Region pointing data
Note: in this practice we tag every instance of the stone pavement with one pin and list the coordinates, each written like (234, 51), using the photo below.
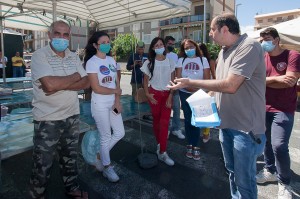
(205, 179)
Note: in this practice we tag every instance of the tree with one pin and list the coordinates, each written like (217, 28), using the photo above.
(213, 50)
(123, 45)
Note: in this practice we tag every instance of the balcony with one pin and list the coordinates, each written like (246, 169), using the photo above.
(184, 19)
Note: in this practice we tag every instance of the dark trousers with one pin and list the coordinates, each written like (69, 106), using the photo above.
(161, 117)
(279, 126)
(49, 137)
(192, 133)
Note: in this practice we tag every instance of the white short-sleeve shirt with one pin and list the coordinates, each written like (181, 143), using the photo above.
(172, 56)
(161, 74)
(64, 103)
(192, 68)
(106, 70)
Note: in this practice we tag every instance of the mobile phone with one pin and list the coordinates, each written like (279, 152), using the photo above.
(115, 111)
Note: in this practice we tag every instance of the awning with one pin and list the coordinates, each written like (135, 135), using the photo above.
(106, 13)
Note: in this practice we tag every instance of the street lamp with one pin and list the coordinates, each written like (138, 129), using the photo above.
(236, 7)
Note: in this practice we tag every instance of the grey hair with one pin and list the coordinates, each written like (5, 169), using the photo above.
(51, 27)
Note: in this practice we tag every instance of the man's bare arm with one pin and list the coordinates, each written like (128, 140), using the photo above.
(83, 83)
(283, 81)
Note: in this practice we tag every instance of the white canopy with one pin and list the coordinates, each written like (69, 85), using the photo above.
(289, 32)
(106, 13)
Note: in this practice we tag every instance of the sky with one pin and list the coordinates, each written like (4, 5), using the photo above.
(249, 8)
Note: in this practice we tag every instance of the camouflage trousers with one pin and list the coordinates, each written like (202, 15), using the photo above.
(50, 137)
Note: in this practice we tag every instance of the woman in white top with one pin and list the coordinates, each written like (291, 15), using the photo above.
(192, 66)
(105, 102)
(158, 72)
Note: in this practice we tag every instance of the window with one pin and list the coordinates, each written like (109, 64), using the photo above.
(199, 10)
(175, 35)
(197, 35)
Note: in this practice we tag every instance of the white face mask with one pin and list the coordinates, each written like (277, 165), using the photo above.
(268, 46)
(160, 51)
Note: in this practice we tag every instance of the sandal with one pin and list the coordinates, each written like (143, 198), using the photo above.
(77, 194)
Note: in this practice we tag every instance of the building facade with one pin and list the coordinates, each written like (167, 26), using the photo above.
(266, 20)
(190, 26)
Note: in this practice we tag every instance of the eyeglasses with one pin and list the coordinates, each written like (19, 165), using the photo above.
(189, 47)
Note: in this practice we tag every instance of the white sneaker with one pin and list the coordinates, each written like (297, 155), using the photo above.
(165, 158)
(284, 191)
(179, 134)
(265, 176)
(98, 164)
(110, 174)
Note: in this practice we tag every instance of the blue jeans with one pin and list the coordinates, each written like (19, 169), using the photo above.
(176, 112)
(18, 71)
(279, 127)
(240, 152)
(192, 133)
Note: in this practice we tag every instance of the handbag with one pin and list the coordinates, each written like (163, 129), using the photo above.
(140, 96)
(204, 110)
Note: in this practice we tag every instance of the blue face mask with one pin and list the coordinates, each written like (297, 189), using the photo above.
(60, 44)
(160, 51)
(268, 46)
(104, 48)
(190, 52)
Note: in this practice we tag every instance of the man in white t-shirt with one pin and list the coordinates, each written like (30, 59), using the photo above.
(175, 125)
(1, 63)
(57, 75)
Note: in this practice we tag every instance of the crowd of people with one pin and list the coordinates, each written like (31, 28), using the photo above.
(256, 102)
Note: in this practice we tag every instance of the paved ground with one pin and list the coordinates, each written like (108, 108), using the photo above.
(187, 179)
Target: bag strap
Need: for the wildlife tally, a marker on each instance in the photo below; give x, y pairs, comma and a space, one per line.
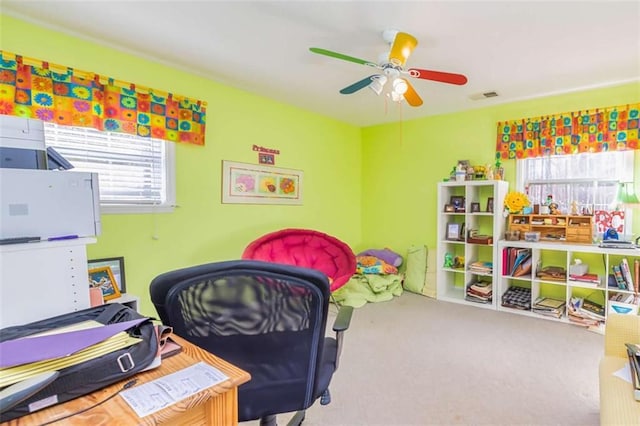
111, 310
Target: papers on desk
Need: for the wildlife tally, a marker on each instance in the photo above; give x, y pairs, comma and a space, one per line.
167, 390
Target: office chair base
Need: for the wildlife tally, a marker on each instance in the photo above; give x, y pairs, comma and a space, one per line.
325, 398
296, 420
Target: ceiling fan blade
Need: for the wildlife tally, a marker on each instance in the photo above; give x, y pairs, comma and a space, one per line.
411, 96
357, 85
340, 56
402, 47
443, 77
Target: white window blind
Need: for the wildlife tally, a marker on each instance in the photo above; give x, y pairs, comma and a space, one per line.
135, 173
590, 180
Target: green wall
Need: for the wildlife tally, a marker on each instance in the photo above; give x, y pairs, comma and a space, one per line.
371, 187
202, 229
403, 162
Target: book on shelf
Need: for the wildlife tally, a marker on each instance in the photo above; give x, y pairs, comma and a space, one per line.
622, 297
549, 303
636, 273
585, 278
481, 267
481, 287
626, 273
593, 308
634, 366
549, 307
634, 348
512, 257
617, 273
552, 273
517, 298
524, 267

---

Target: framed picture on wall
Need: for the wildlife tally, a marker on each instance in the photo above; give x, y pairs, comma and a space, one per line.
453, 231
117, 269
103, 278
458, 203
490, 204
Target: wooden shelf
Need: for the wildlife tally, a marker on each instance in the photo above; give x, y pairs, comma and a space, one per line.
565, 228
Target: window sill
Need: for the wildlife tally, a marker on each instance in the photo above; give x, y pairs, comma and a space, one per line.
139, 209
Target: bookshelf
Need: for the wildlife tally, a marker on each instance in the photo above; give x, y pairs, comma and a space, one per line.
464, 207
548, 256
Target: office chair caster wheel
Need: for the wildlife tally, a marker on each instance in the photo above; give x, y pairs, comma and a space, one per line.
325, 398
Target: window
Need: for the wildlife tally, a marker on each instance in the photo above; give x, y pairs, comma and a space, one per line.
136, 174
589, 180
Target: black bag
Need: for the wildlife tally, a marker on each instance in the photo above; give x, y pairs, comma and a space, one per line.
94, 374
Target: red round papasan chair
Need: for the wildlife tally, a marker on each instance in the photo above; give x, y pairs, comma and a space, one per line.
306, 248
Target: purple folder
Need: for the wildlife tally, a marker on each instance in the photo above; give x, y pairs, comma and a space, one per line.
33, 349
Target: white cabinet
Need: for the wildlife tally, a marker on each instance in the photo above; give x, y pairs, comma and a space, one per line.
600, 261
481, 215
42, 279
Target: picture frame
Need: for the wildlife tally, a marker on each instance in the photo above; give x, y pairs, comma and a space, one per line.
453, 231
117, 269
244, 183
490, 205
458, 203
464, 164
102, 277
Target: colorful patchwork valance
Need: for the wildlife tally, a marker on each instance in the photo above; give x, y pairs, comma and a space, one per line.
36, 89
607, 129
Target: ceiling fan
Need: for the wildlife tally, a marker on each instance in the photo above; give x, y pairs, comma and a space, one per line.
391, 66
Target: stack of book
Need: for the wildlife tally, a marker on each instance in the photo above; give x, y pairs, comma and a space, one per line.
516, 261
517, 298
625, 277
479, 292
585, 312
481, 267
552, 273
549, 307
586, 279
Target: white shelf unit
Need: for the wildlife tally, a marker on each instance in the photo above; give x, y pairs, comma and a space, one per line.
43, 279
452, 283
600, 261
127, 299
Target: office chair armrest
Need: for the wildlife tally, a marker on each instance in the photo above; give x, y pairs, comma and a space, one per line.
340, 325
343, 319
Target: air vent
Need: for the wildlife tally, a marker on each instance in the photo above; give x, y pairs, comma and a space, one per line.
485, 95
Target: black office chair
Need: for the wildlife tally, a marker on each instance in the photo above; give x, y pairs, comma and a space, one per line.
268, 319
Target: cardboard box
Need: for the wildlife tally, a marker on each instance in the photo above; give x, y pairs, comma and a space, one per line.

ASSIGNED TASK >>
Copy out every line of the data in which the word "ceiling" is found.

SOLUTION TO THIS EXERCISE >>
Target: ceiling fan blade
Target: ceiling fan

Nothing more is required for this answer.